## Reading text
Sectra brings PACS power to pathology

"I can count on my fingers the number of pathologists who work full digitally," said Elin Kindberg who is leading the development of a pathology PACS for Sectra Imaging IT Solutions. Conventional light microscopes continued to be standard tool for examining histo-pathology slides.

Photo: Sectra brings PACS power to pathology
Elin Kindberg, Product Manager for digital pathology at Sectra
Elin Kindberg, Product Manager for digital pathology at Sectra

Just as the introduction of PACS to radiology departments pushed aside lightboards and led to astounding advances in both reading and reporting, digitization of pathology holds a promise for automating time-consuming tasks, greatly enhancing management of patient files, tracking the chain of production and eliminating the need to go to the glass archive when looking for a previously prepared slide.
An early realization of this promise was shown when pathologists using digital files to participate in multi-disciplinary tumor boards in Sweden reported meeting times reduced from 90 to 60 minutes."This is not a research project, Sectra PACS for Pathology is a live product that we expect to launch in March, 2015," she said.

## Description of the task
Resume the article on Sectra's digital pathology PACS from the point where it stops, carrying it on in the same style for a few more paragraphs.

Collection entries:
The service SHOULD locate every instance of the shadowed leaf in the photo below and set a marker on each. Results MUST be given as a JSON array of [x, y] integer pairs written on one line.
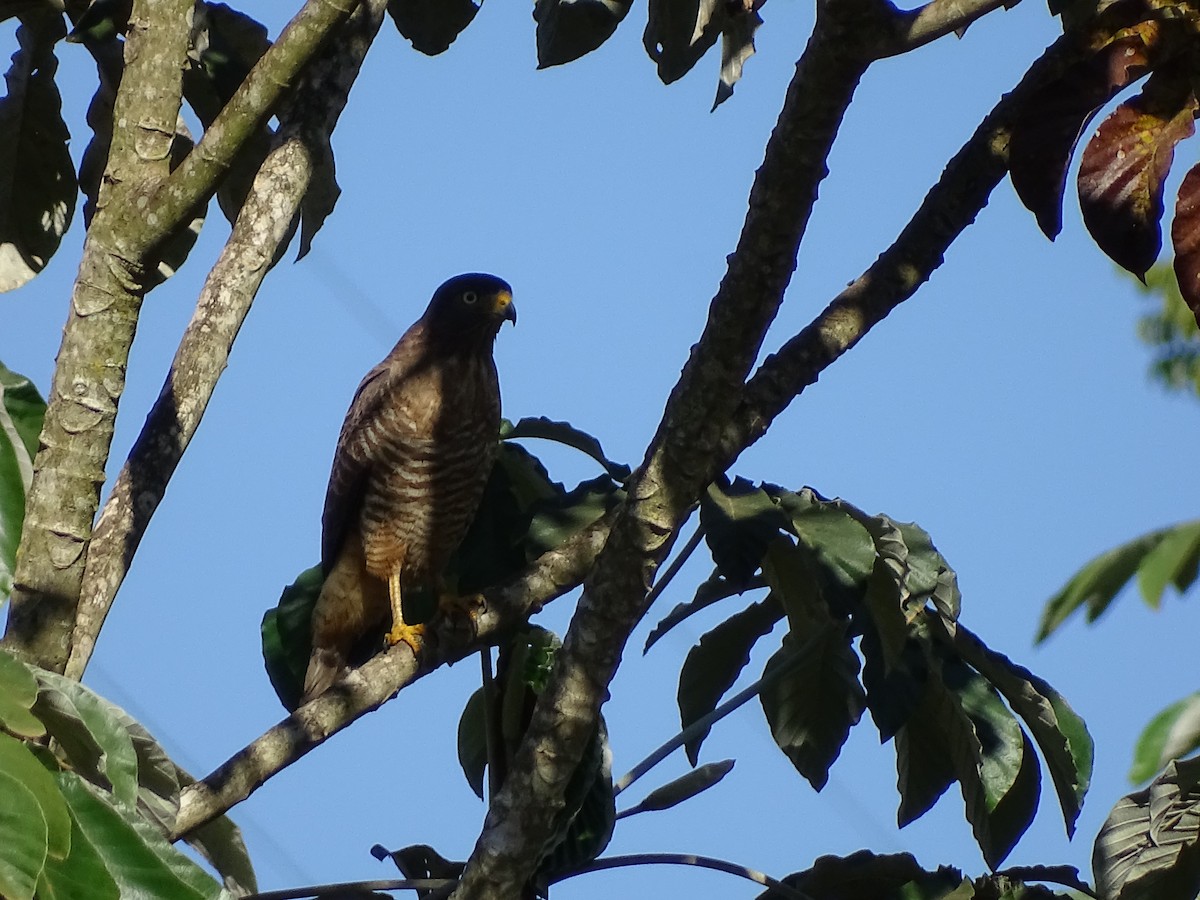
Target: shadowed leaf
[[569, 29], [682, 789], [22, 411], [1054, 118], [1147, 847], [37, 183], [432, 25], [811, 711], [714, 664], [1171, 735], [1057, 729], [1123, 166]]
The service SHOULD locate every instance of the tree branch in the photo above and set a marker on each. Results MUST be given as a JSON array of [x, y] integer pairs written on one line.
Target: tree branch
[[89, 377], [381, 678], [685, 454], [262, 232]]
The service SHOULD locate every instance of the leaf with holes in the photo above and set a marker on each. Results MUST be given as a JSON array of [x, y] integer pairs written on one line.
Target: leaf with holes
[[1050, 123], [1123, 166], [37, 181], [1149, 849]]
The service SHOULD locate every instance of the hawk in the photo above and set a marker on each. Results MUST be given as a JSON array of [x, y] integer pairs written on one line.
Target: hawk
[[409, 468]]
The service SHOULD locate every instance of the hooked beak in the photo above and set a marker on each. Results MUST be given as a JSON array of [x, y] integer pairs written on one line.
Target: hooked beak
[[504, 307]]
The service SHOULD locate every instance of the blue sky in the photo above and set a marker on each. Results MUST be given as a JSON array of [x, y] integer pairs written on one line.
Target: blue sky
[[1005, 408]]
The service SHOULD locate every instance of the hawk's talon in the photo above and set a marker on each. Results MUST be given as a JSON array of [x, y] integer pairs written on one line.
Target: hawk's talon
[[412, 635]]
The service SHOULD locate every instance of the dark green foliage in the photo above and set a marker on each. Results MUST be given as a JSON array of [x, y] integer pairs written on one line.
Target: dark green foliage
[[953, 706]]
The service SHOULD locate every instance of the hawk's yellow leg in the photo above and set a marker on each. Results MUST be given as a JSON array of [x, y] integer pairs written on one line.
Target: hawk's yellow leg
[[400, 629]]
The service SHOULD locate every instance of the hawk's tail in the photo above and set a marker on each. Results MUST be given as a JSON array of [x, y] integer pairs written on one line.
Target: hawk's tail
[[324, 666]]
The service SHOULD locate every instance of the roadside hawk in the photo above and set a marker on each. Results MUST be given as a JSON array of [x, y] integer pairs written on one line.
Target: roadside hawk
[[409, 469]]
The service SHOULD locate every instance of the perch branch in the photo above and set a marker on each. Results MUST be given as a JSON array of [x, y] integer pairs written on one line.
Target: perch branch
[[369, 687], [259, 237]]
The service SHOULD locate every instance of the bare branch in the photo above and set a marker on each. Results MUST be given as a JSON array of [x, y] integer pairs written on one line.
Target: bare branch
[[264, 226], [685, 454], [89, 377], [916, 28], [365, 689]]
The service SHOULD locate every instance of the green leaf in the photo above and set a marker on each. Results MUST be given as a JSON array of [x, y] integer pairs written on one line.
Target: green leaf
[[1147, 847], [682, 789], [811, 711], [715, 587], [18, 693], [287, 636], [432, 25], [1060, 732], [37, 181], [22, 411], [1171, 735], [473, 741], [564, 433], [714, 664], [18, 762], [569, 29], [93, 739], [23, 839], [739, 521], [1173, 562], [1098, 582], [136, 855]]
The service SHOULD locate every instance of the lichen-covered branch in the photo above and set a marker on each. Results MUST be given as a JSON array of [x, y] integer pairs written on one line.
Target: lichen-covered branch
[[263, 228], [685, 454], [369, 687], [89, 377], [141, 204]]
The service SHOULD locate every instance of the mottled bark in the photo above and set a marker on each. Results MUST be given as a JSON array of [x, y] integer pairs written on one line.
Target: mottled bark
[[264, 226], [141, 204]]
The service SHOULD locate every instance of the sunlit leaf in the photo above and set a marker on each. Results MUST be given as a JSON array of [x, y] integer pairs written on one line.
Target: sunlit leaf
[[432, 25], [1171, 735], [714, 664], [22, 839], [18, 693], [1123, 166], [1147, 847], [569, 29], [37, 183], [136, 855], [682, 789], [17, 761]]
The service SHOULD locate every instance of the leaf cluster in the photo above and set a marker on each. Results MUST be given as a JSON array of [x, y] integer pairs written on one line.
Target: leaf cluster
[[871, 612], [89, 796]]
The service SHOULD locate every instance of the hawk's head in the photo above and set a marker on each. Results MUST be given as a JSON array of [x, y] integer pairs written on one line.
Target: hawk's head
[[473, 304]]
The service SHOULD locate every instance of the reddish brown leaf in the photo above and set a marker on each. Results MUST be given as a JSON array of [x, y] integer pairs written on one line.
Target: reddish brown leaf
[[1122, 169], [1186, 240], [1044, 137]]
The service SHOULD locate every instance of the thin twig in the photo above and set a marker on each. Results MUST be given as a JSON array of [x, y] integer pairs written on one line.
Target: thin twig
[[707, 721]]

## Written answer
Building on the infrasctructure of a radiology PACS is only a starting point, said Kindberg. The front-end interface for pathology analysis and reporting holds very distinct requirements.
The size of magnified specimen slide images, scanned to convert them from an analog to digital formats, average 500 megabytes per slide. Far too large to be downloaded even at a hospital-based workstation, let alone remote viewing. Streaming to a browser based application is the sensible solution that also builds on the trend toward centralized servers, and especially cloud-based regional archives.

In a demonstration Kindberg called up a patient file using a Google Chrome browser that allows a pathologists to review, quantify, annotate and create a report. The screen can be split into as many as four simultaneous views using a drag-and-drop function. Slides from the same block are automatically registered in all views, tracking with changes to the view in the active split screen.
"Technically it is possible, yes, to stream images to a tablet, but not all the functionality for reporting would be available simultaneously, such as speech recognition and annotation would be frustrating using the tablet interface," she said.

Sectra is strongly focused on the user experience with ongoing studies of pathologists workflow and their ways of working. A 3D control device that operates like a joystick is used to navigate and zoom."Many pathologists complain of having a stiff neck from working on a microscope, they don't want to add carpal tunnel syndrome, or 'mouse arm' to their troubles," said Kindberg.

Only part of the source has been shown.